* Stated problem *
State only the number of lines in the data below that contain the word "eyebrow".

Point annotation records
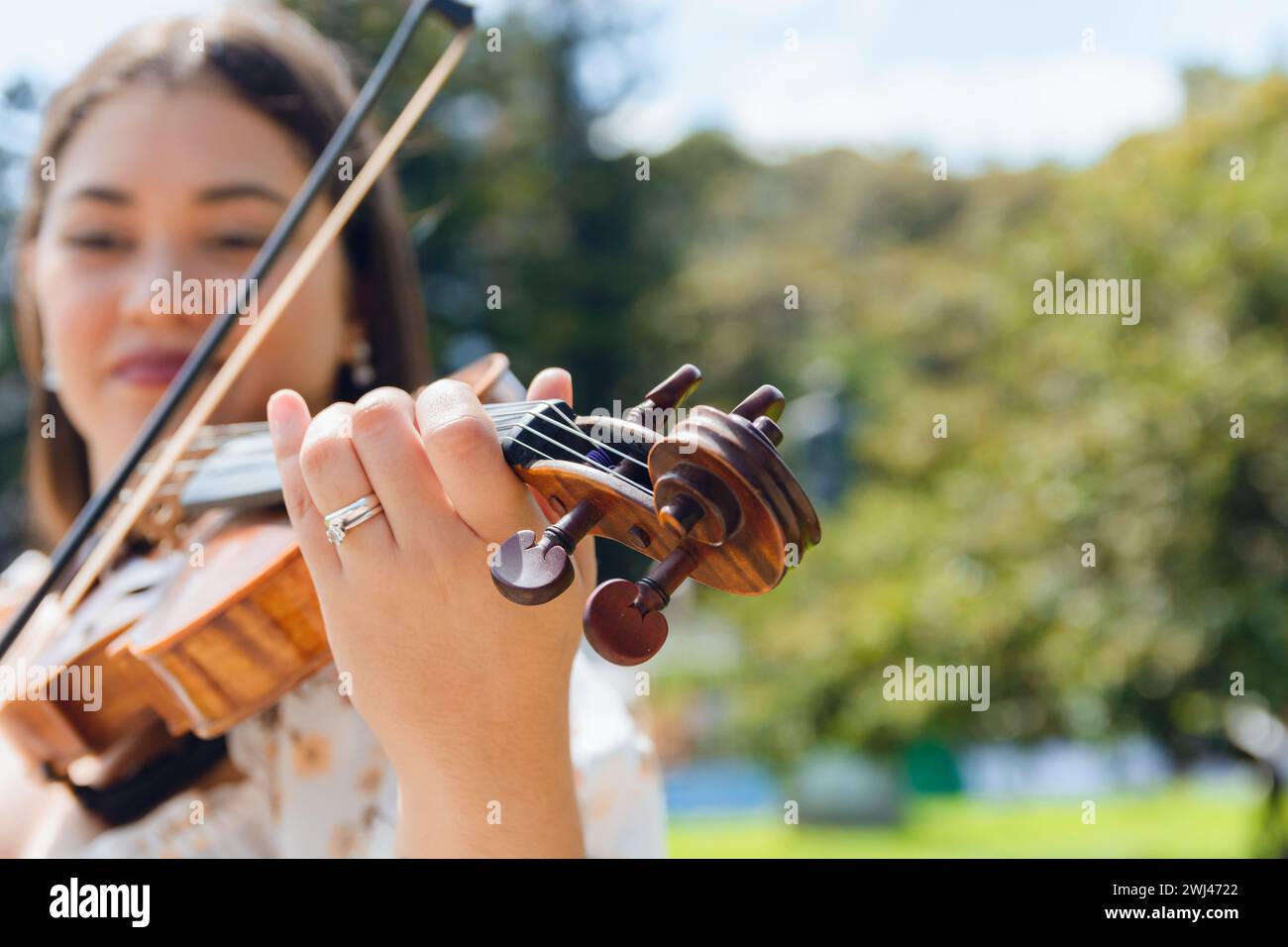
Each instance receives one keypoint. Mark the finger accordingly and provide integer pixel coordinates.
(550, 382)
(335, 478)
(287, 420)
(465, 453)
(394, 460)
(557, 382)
* * *
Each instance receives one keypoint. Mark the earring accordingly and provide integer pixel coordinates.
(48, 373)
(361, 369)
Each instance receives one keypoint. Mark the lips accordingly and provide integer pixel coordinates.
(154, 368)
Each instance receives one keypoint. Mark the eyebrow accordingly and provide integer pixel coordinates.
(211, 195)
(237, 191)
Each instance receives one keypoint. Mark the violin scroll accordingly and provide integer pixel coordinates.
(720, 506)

* Solution to this problem *
1